Position annotation records:
---+---

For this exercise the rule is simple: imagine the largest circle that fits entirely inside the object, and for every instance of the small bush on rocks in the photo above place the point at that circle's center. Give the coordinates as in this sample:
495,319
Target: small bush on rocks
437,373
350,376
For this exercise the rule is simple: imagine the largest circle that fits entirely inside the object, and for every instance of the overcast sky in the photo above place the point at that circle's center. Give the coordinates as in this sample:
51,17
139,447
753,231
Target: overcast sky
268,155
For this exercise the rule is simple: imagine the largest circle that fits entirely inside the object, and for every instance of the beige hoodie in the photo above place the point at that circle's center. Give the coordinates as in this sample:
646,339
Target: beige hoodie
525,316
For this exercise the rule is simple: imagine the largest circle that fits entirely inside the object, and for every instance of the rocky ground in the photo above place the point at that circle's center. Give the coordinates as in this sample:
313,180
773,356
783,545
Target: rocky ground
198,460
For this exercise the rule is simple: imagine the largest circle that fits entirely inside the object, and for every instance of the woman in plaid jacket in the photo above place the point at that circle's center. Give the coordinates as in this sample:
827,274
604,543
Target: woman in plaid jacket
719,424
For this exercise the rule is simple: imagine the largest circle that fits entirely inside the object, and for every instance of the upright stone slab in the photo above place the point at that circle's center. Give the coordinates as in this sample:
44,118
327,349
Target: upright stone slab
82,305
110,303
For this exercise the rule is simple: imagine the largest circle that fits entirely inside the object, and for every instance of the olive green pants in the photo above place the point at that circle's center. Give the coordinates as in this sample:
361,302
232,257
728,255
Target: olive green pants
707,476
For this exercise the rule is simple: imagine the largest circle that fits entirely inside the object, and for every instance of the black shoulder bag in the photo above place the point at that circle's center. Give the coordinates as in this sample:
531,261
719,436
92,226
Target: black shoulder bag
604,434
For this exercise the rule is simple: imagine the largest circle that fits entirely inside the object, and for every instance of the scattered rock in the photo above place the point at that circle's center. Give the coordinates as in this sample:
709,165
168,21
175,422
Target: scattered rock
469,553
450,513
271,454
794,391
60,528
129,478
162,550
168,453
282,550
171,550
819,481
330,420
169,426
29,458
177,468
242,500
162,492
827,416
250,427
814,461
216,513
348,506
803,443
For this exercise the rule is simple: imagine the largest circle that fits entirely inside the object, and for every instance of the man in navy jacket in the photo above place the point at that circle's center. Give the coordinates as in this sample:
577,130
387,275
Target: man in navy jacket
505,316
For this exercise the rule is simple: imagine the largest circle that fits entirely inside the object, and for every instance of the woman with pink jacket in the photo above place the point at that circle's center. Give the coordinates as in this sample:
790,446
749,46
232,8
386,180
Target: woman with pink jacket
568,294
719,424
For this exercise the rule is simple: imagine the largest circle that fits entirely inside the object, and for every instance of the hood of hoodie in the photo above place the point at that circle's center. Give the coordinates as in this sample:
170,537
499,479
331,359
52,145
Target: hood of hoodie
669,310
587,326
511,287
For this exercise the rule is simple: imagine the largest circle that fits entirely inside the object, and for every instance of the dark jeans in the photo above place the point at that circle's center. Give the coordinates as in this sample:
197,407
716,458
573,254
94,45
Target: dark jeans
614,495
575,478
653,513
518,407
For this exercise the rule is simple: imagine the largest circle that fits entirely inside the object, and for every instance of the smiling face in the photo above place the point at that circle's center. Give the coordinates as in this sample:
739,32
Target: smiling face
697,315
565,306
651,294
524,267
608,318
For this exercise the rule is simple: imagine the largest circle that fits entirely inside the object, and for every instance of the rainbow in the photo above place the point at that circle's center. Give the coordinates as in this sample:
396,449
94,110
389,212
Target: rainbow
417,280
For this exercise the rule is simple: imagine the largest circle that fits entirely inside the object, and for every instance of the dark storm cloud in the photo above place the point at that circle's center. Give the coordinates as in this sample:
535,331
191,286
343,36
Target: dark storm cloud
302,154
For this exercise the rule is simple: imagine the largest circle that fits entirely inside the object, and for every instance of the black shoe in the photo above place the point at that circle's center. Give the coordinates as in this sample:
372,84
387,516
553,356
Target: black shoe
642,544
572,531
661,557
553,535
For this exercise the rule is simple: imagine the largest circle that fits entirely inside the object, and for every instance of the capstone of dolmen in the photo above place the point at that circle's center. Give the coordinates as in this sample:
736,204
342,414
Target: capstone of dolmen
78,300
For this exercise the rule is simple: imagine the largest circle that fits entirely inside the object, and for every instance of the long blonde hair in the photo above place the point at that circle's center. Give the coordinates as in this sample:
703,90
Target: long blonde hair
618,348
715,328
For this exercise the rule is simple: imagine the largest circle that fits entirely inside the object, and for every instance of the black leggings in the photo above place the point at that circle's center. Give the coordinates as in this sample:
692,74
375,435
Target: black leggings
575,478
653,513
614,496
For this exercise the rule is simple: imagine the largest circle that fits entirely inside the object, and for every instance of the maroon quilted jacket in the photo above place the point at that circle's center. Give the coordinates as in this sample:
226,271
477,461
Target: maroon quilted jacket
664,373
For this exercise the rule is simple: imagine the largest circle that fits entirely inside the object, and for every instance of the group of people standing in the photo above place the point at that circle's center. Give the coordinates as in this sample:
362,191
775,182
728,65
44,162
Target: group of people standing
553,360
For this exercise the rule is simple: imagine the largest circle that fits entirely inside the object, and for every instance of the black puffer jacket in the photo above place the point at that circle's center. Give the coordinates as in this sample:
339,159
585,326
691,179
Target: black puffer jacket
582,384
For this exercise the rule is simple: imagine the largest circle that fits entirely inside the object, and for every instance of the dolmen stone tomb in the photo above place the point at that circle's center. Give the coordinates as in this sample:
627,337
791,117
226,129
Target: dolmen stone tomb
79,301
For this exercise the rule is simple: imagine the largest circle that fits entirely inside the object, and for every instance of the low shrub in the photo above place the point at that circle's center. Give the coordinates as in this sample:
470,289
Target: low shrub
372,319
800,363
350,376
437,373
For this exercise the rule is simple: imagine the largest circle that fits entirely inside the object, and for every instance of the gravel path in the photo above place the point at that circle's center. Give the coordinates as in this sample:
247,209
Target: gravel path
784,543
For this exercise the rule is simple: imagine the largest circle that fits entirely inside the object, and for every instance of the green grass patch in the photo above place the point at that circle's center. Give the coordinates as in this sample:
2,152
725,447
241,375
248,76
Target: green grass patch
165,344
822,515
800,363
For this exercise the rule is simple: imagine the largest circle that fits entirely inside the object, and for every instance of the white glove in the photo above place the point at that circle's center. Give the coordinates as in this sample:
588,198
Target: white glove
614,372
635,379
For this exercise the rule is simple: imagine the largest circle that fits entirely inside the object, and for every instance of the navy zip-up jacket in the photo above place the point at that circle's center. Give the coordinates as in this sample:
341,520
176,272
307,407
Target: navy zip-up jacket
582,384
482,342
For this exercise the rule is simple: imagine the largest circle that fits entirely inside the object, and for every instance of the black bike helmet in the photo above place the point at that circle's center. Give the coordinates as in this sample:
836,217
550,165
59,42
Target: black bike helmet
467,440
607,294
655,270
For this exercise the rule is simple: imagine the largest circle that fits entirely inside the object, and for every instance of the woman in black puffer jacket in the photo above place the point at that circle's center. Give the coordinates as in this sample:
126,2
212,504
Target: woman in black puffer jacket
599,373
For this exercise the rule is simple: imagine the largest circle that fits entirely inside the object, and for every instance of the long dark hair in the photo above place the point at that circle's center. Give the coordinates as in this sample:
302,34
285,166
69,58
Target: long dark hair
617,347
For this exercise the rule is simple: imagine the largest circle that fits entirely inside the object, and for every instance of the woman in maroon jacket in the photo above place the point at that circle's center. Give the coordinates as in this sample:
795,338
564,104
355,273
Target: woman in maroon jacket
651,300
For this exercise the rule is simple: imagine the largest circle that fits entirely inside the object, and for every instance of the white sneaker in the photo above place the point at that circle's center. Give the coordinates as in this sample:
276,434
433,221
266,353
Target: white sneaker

---+---

Instruction: All lines from the one that contains "the woman in black" through the end of the material are to be quoted exactly, with both ends included.

Solution for this task:
For this exercise the rule is simple: imagine the largest circle that fits entirely inside the object, and for every instance of the woman in black puffer jacket in the photo above place the point at that circle's center. Give the coordinates as in this sample:
126,2
212,504
Target: woman in black puffer jacket
599,373
For this exercise the rule is simple: imagine the largest circle that fits entirely inside the object, and for every instance of the long dark hair in the photo above place the point at that circle's center. Give the coordinates as in this sample:
302,34
285,166
69,58
Target: long dark hair
617,347
For this exercise the rule is simple: imagine the largest circle that fits entirely inside the object, and for every instance of the woman in maroon jacket in the photo above place the point at that circle's center. Give the coordinates as in this sample:
795,338
564,104
355,273
Target: woman in maroon jacket
651,300
For this exercise the rule is simple: imagine the largest circle that fits entirely inside the object, and for every instance of the white sneaker in the photo above place the point at that circle's center. Give the coordinates as in this sample:
276,434
433,221
266,353
Target: white sneaker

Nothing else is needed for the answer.